─── Selected text
Code and Documentation Style Guide - The Missing Bits#
This is a collection of coding and documentation guidelines for SciPy that are not explicitly stated in the existing guidelines and standards, including
Some of these are trivial, and might not seem worth discussing, but in many cases, the issue has come up in a pull request review in either the SciPy or NumPy repositories. If a style issue is important enough that a reviewer will require a change before merging, then it is important enough to be documented–at least for cases where the issue can be resolved with a simple rule.
Coding Style and Guidelines#
Note that docstrings should be generally made up of ASCII characters
in spite of being Unicode. The following code block from the file
tools/check_unicode.py
tells the linter which additional characters
are allowed:
18latin1_letters = set(chr(cp) for cp in range(192, 256))
19greek_letters = set('αβγδεζηθικλμνξoπρστυϕχψω' + 'ΓΔΘΛΞΠΣϒΦΨΩ')
20box_drawing_chars = set(chr(cp) for cp in range(0x2500, 0x2580))
21extra_symbols = set('®ő∫≠≥≤±∞²³·→√')
22allowed = latin1_letters | greek_letters | box_drawing_chars | extra_symbols
Required keyword names#
For new functions or methods with more than a few arguments, all parameters
after the first few “obvious” ones should require the use of the keyword
when given. This is implemented by including *
at the appropriate point
in the signature.
For example, a function foo
that operates on a single array but that has
several optional parameters (say method
, flag
, rtol
and atol
)
would be defined as:
def foo(x, *, method='basic', flag=False, rtol=1.5e-8, atol=1-12):
...
To call foo
, all parameters other than x
must be given with an
explicit keyword, e.g. foo(arr, rtol=1e-12, method='better')
.
This forces callers to give explicit keyword parameters (which most users
would probably do anyway even without the use of *
), and it means
additional parameters can be added to the function anywhere after the
*
; new parameters do not have to be added after the existing parameters.
Return Objects#
For new functions or methods that return two or more conceptually distinct
elements, return the elements in an object type that is not iterable. In
particular, do not return a tuple
, namedtuple
, or a “bunch” produced
by scipy._lib._bunch.make_tuple_bunch
, the latter being reserved for adding
new attributes to iterables returned by existing functions. Instead, use an
existing return class (e.g. OptimizeResult
), a new, custom
return class.
This practice of returning non-iterable objects forces callers to be more explicit about the element of the returned object that they wish to access, and it makes it easier to extend the function or method in a backward compatible way.
If the return class is simple and not public (i.e. importable from a public module), it may be documented like:
Returns
-------
res : MyResultObject
An object with attributes:
attribute1 : ndarray
Customized description of attribute 1.
attribute2 : ndarray
Customized description of attribute 2.
Here “MyResultObject” above does not link to external documentation because it is simple enough to fully document all attributes immediately below its name.
──────
Stated goal a: Replace "t-shirt" with "tee" in the entries, starting at the line containing "Would you be so kind as to mark the white basketball" and ending at the line containing "column 432, row 444". Write those lines out again with nothing else changed.
─── Records shown
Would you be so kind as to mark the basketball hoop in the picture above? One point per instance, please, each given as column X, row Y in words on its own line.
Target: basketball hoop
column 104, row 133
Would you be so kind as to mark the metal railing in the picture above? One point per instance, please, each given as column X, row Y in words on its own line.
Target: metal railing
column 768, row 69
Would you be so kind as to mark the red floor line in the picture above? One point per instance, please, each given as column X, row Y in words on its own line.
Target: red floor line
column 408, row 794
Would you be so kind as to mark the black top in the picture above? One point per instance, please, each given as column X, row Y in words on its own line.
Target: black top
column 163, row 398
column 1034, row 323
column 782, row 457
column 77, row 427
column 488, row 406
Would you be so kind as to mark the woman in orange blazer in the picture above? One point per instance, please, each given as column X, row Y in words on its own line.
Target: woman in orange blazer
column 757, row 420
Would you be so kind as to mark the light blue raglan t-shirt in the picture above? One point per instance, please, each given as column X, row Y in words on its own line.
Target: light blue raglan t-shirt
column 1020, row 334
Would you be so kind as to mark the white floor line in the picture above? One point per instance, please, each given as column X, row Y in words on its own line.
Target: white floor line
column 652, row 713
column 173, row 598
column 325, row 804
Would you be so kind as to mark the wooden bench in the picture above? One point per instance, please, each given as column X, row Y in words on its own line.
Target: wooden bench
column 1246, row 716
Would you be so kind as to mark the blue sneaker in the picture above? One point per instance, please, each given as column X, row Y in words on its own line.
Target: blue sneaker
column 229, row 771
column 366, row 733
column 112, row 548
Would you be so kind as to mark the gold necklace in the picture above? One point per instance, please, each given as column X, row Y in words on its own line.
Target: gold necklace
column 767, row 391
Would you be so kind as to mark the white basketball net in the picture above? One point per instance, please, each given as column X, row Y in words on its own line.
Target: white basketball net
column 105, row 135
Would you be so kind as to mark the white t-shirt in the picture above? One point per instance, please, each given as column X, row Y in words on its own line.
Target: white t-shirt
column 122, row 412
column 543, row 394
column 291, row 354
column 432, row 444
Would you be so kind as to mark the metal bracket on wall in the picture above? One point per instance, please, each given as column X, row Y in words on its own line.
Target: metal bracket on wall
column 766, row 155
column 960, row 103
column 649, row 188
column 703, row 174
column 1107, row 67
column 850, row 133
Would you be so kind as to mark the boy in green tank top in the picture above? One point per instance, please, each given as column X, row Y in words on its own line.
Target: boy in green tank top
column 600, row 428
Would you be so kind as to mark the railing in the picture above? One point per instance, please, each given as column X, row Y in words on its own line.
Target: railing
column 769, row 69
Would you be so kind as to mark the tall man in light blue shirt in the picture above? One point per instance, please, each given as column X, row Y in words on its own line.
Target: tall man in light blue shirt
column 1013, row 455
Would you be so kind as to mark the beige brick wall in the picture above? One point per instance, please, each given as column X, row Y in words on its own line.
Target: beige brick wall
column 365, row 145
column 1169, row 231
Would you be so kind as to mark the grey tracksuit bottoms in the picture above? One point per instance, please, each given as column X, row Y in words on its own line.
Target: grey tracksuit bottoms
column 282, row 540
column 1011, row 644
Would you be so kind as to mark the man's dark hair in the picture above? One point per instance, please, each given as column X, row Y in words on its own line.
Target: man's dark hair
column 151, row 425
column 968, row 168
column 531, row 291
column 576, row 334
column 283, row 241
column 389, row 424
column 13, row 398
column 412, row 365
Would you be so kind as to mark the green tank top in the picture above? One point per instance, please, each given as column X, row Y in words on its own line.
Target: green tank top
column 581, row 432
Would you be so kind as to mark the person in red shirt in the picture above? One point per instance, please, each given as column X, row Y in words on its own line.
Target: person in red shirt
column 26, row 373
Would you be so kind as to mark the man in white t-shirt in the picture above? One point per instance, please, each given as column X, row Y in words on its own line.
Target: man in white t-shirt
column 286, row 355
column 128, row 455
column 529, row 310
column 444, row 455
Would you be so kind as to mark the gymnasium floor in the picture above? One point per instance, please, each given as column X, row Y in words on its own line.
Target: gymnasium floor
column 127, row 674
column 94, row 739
──────
Stated goal b: Extend the SciPy code and documentation style guide past its last sentence.

Exercise response a:
Would you be so kind as to mark the white basketball net in the picture above? One point per instance, please, each given as column X, row Y in words on its own line.
Target: white basketball net
column 105, row 135
Would you be so kind as to mark the white tee in the picture above? One point per instance, please, each given as column X, row Y in words on its own line.
Target: white tee
column 122, row 412
column 543, row 394
column 291, row 354
column 432, row 444

Exercise response b:
Some return classes are sufficiently complex to deserve their own rendered
documentation. This is fairly standard if the return class is public, but
return classes should only be public if 1) they are intended to be imported by
end-users and 2) if they have been approved by the forum. For complex,
private return classes, please see how binomtest
summarizes
BinomTestResult
and links to its documentation,
and note that BinomTestResult
cannot be imported from stats
.
Depending on the complexity of “MyResultObject”, a normal class or a dataclass
can be used. When using dataclasses, do not use dataclasses.make_dataclass
,
instead use a proper declaration. This allows autocompletion to list all
the attributes of the result object and improves static analysis.
Finally, hide private attributes if any:
@dataclass
class MyResultObject:
statistic: np.ndarray
pvalue: np.ndarray
confidence_interval: ConfidenceInterval
_rho: np.ndarray = field(repr=False)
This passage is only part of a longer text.